-- WHAT NEEDS TO BE DONE --
Write out the lines from the top of the material through the line with "# put a marker on the rider with raised arm, one", exactly and with nothing added.

-- SOURCE DATA --
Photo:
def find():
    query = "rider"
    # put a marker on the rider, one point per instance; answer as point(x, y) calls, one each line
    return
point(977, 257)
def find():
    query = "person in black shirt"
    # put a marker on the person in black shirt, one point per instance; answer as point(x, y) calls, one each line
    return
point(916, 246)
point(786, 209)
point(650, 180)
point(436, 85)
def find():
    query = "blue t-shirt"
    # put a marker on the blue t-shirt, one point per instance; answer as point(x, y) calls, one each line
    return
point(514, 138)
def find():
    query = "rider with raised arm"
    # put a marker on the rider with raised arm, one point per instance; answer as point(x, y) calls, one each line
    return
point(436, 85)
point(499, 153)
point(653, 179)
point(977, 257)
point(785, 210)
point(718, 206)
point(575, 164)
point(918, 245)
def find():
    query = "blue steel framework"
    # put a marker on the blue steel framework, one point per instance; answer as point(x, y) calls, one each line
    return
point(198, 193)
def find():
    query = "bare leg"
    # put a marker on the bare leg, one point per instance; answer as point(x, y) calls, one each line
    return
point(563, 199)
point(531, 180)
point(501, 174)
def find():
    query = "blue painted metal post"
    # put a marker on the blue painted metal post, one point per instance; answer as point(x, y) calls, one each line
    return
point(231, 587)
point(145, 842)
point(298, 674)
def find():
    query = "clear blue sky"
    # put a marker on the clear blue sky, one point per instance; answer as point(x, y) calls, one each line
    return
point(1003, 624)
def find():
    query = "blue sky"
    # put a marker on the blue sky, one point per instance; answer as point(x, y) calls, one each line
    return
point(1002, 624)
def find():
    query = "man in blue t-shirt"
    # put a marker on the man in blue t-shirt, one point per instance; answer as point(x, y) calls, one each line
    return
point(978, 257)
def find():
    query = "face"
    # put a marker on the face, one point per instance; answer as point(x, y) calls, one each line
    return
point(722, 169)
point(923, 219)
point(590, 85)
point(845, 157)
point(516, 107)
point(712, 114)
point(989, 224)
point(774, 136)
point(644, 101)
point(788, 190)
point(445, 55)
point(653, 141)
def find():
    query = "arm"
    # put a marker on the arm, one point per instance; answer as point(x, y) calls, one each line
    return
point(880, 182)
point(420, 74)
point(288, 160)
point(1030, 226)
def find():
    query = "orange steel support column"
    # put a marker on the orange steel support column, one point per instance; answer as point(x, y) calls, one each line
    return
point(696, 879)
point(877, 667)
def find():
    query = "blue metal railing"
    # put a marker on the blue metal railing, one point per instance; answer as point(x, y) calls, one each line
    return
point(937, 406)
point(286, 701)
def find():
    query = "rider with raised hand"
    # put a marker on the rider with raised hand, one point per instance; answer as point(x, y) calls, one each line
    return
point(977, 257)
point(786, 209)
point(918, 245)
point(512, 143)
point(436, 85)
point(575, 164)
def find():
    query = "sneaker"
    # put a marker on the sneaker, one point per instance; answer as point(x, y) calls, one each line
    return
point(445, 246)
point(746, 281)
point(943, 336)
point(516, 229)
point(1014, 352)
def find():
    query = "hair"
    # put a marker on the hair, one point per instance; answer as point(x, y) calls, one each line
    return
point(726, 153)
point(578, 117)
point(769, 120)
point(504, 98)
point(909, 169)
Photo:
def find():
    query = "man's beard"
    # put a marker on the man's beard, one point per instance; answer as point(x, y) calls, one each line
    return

-- REPLY --
Photo:
def find():
    query = "rider"
    # put a marker on the rider, one point per instance; answer as point(x, y) calls, one each line
    return
point(977, 257)
def find():
    query = "person in black shirt"
    # put a marker on the person in black shirt, one point per instance; answer as point(x, y) calls, one each line
    return
point(916, 246)
point(786, 209)
point(650, 180)
point(436, 85)
def find():
    query = "blue t-shirt"
    # put a marker on the blue t-shirt, one point per instance; answer as point(x, y) calls, one each line
    return
point(514, 138)
def find():
    query = "rider with raised arm"
    # put a marker on the rider with raised arm, one point per instance; answer as point(x, y) calls, one each line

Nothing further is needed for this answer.